Labeled contour entries
────────
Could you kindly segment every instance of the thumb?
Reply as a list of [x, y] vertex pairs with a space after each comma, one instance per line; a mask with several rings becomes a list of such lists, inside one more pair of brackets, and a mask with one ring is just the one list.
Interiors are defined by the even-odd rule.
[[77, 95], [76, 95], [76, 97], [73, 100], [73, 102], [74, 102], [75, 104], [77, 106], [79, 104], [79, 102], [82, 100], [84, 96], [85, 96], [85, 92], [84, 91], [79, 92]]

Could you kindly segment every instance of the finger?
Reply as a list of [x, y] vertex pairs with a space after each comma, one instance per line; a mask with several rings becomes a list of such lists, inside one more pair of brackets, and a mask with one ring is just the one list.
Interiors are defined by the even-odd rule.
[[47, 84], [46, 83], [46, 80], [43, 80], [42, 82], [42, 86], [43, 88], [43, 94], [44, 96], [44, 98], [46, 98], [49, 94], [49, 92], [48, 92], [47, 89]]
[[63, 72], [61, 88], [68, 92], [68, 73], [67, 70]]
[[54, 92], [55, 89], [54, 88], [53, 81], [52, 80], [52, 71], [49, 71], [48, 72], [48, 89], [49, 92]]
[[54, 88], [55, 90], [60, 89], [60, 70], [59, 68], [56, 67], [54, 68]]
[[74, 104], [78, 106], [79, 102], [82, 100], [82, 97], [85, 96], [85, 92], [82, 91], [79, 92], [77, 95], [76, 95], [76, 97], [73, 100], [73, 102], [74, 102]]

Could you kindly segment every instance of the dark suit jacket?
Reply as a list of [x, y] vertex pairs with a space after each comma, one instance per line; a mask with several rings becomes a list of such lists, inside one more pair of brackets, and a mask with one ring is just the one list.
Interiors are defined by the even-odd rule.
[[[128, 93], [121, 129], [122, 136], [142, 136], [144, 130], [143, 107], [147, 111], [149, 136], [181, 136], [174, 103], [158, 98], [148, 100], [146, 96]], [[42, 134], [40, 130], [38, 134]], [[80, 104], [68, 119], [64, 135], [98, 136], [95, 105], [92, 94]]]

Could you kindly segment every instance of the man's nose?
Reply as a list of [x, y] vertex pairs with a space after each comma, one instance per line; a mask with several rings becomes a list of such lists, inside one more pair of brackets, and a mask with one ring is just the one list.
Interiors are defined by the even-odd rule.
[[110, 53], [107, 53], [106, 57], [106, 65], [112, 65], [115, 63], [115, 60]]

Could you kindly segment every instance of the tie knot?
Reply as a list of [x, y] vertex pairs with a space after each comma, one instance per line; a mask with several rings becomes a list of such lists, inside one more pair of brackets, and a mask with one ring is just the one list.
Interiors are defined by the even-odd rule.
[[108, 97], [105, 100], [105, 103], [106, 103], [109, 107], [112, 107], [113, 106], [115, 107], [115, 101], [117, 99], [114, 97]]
────────
Copy all of the items above line for line, without changing anything.

Could you kindly segment every instance of the thumb?
Reply as a list of [x, y] vertex pairs with a space after each comma, one instance per line; a mask with several rings becomes a list of such lists, inside one more pair of brackets, and a mask with one ring is just the one list.
Interiors are defined by the even-odd rule.
[[77, 95], [76, 95], [76, 97], [73, 100], [73, 102], [74, 102], [75, 104], [77, 106], [79, 104], [79, 102], [82, 100], [84, 96], [85, 96], [85, 92], [84, 91], [79, 92]]

Could you kindly segment every instance of the finger?
Reply as a list of [x, y] vertex pairs with a space after each comma, one instance per line; a mask with several rings becomes a list of such lists, inside one more pair of brackets, and a mask with one ring is just the one list.
Interiors are defined by the even-odd rule.
[[47, 84], [46, 83], [46, 80], [43, 80], [42, 82], [42, 86], [43, 88], [43, 94], [44, 96], [44, 98], [46, 98], [49, 94], [49, 92], [48, 92], [47, 89]]
[[63, 72], [61, 88], [68, 92], [68, 73], [67, 70]]
[[54, 92], [55, 89], [54, 88], [53, 81], [52, 80], [52, 71], [49, 71], [48, 72], [48, 89], [49, 92]]
[[54, 88], [55, 90], [60, 89], [60, 70], [59, 68], [56, 67], [54, 68]]
[[74, 104], [78, 106], [79, 102], [82, 100], [82, 97], [85, 96], [85, 92], [82, 91], [79, 92], [77, 95], [76, 95], [76, 97], [73, 100], [73, 102], [74, 102]]

Could you kindly segment every instance of the dark suit jacket?
Reply as a list of [x, y] vertex pairs with a space after each comma, one instance per line; a mask with several rings becomes a list of such lists, inside one more pair of brackets, and a mask with one ring is just the one list.
Interiors are defined by the even-odd rule.
[[[128, 93], [121, 129], [122, 136], [142, 136], [144, 130], [143, 107], [147, 111], [149, 136], [181, 136], [174, 103], [158, 98], [148, 100], [146, 96]], [[42, 134], [40, 130], [38, 134]], [[80, 104], [68, 119], [64, 135], [98, 136], [95, 105], [92, 94]]]

Could you kindly segment every instance of the man's nose?
Reply as a list of [x, y] vertex pairs with a space after each comma, one instance per line; a mask with several rings becomes a list of such lists, inside one more pair of brackets, and a mask with one ring is just the one list.
Interiors are defined by the even-odd rule.
[[110, 53], [107, 53], [106, 57], [106, 65], [112, 65], [115, 63], [115, 60]]

Could you kindly segment every instance of the tie knot?
Reply as a list of [x, y] vertex pairs with a space after each comma, one instance per line; a mask with several rings becomes a list of such lists, inside one more pair of brackets, and a mask with one ring is just the one list.
Interiors are defined by the even-odd rule.
[[108, 97], [105, 100], [105, 103], [106, 103], [109, 107], [112, 107], [113, 106], [115, 107], [115, 101], [117, 99], [114, 97]]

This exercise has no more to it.